__What to work on__:
1. In the CuPy memory and stream documentation, what does a memory pool do with memory buffers that the user has freed?
2. Extend the CuPy memory and stream documentation, picking up after its final line.
begin Page text
Fills a memory sequence by constant byte value asynchronously.

Parameters:
  • value (int) – Value to fill.
  • size (int) – Size of the sequence in bytes.
  • stream (cupy.cuda.Stream) – CUDA stream.
cupy.cuda.alloc()

Calls the current allocator.

Use set_allocator() to change the current allocator.

Parameters:size (int) – Size of the memory allocation.
Returns:Pointer to the allocated buffer.
Return type:MemoryPointer
cupy.cuda.set_allocator()

Sets the current allocator.

Parameters:allocator (function) – CuPy memory allocator. It must have the same interface as the cupy.cuda.alloc() function, which takes the buffer size as an argument and returns the device buffer of that size.
class cupy.cuda.MemoryPool

Memory pool for all devices on the machine.

A memory pool preserves any allocations even if they are freed by the user. Freed memory buffers are held by the memory pool as free blocks, and they are reused for further memory allocations of the same sizes. The allocated blocks are managed for each device, so one instance of this class can be used for multiple devices.

Note

When the allocation is skipped by reusing the pre-allocated block, it does not call cudaMalloc and therefore CPU-GPU synchronization does not occur. It makes interleaves of memory allocations and kernel invocations very fast.

Note

The memory pool holds allocated blocks without freeing as much as possible. It makes the program hold most of the device memory, which may make other CUDA programs running in parallel out-of-memory situation.

Parameters:allocator (function) – The base CuPy memory allocator. It is used for allocating new blocks when the blocks of the required size are all in use.
free_all_blocks()

Release free blocks.

free_all_free()

Release free blocks.

malloc()

Allocates the memory, from the pool if possible.

This method can be used as a CuPy memory allocator. The simplest way to use a memory pool as the default allocator is the following code:

set_allocator(MemoryPool().malloc)
Parameters:size (int) – Size of the memory buffer to allocate in bytes.
Returns:Pointer to the allocated buffer.
Return type:MemoryPointer
n_free_blocks()

Count the total number of free blocks.

Returns:The total number of free blocks.
Return type:int

Streams and events

class cupy.cuda.Stream(null=False, non_blocking=False)[source]

CUDA stream.

This class handles the CUDA stream handle in RAII way, i.e., when an Stream instance is destroyed by the GC, its handle is also destroyed.

Parameters:
  • null (bool) – If True, the stream is a null stream (i.e. the default stream that synchronizes with all streams). Otherwise, a plain new stream is created.
  • non_blocking (bool) – If True, the stream does not synchronize with the NULL stream.
Variables:

ptr (cupy.cuda.runtime.Stream) – Raw stream handle. It can be passed to the CUDA Runtime API via ctypes.

add_callback(callback, arg)[source]

Adds a callback that is called when all queued work is done.

Parameters:
  • callback (function) – Callback function. It must take three arguments (Stream object, int error status, and user data object), and returns nothing.
end Page text
begin Data provided
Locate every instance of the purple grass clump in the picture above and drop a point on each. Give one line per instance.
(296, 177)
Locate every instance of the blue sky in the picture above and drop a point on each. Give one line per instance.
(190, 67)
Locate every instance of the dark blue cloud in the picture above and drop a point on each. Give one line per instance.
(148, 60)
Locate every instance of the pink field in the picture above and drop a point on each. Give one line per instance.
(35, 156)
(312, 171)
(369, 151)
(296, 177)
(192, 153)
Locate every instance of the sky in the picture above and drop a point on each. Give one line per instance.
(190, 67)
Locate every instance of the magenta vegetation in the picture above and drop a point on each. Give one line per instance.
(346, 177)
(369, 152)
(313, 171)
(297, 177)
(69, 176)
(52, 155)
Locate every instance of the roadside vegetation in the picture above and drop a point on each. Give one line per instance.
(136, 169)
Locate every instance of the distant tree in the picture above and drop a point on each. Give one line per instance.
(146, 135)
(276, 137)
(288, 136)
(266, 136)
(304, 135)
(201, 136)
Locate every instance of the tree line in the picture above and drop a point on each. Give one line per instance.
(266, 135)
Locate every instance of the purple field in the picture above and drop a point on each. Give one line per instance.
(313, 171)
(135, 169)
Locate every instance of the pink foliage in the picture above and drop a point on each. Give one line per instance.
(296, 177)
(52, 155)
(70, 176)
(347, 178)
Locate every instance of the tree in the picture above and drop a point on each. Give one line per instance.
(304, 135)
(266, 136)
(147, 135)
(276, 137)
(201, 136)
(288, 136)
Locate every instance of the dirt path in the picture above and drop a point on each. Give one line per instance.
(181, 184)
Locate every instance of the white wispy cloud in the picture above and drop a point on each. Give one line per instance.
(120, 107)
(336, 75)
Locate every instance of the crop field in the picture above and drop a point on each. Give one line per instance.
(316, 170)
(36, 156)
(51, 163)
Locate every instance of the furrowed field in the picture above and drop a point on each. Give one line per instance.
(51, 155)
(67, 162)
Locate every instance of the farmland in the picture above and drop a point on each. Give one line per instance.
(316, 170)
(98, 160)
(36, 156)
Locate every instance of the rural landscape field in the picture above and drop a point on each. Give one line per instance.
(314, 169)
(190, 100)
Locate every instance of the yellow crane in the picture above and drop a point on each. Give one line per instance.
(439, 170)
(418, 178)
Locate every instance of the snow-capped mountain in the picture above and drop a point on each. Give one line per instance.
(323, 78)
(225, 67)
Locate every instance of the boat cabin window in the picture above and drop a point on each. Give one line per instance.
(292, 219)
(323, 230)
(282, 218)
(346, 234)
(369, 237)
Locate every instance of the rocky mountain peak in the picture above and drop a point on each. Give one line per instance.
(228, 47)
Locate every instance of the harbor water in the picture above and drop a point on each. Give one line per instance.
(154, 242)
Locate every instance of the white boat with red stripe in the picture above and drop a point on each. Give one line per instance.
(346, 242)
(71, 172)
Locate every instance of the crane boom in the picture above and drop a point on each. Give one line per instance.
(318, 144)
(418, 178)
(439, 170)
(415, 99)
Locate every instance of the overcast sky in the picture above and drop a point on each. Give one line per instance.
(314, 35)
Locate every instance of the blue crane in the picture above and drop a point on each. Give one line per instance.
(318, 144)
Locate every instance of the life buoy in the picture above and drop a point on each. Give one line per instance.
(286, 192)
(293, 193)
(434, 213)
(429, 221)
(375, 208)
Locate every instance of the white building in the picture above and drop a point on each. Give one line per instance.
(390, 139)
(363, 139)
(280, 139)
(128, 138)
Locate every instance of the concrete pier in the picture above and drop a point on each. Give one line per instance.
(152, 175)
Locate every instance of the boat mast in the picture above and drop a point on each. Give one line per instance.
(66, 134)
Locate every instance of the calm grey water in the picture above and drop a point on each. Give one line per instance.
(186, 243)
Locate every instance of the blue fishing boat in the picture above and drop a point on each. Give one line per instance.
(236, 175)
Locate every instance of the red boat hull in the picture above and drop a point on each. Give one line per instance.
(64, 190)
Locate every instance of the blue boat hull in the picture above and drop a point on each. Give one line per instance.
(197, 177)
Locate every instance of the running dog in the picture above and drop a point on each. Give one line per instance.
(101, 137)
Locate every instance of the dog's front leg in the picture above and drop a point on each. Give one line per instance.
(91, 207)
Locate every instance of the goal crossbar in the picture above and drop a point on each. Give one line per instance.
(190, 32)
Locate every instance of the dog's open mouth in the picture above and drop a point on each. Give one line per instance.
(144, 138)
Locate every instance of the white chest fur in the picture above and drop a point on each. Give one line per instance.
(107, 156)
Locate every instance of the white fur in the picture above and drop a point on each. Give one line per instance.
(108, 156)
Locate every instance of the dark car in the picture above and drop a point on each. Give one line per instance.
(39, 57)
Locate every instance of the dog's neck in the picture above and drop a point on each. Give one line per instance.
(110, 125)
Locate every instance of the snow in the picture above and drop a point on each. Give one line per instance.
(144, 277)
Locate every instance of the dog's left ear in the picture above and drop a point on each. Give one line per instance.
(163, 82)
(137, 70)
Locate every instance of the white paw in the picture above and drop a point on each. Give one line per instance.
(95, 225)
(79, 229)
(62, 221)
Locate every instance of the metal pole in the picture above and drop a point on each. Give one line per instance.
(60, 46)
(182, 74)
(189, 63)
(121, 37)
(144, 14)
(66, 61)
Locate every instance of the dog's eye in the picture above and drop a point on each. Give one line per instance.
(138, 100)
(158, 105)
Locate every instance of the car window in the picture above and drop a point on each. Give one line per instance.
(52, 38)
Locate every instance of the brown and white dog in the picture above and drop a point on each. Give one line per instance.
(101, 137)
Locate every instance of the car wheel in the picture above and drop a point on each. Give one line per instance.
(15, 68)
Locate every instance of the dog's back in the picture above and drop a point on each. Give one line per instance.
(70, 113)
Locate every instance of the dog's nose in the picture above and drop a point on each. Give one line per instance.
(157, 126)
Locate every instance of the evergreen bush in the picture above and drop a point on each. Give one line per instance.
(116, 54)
end Data provided
__Results of the tasks__:
1. It holds them as free blocks and reuses them for later memory allocations of the same sizes.

2.
  • arg (object) – Argument to the callback.
done

True if all work on this stream has been done.

record(event=None)[source]

Records an event on the stream.

Parameters:event (None or cupy.cuda.Event) – CUDA event. If None, then a new plain event is created and used.
Returns:The recorded event.
Return type:cupy.cuda.Event
synchronize()[source]

Waits for the stream completing all queued work.

wait_event(event)[source]

Makes the stream wait for an event.

The future work on this stream will be done after the event.

Parameters:event (cupy.cuda.Event) – CUDA event.
class cupy.cuda.Event(block=False, disable_timing=False, interprocess=False)[source]

CUDA event, a synchronization point of CUDA streams.

This class handles the CUDA event handle in RAII way, i.e., when an Event instance is destroyed by the GC, its handle is also destroyed.

Parameters:
  • block (bool) – If True, the event blocks on the synchronize() method.
  • disable_timing (bool) – If True, the event does not prepare the timing data.
  • interprocess (bool) – If True, the event can be passed to other processes.
Variables:

ptr (cupy.cuda.runtime.Stream) – Raw stream handle. It can be passed to the CUDA Runtime API via ctypes.

done

True if the event is done.

record(stream=None)[source]

Records the event to a stream.

Parameters:stream (cupy.cuda.Stream) – CUDA stream to record event. The null stream is used by default.
synchronize()[source]

Synchronizes all device work to the event.

If the event is created as a blocking event, it also blocks the CPU thread until the event is done.

cupy.cuda.get_elapsed_time(start_event, end_event)[source]

Gets the elapsed time between two events.

Parameters:
  • start_event (Event) – Earlier event.
  • end_event (Event) – Later event.
Returns:

Elapsed time in milliseconds.

Return type:

float

Profiler

cupy.cuda.profile(*args, **kwds)[source]

Enable CUDA profiling during with statement.

This function enables profiling on entering a with statement, and disables profiling on leaving the statement.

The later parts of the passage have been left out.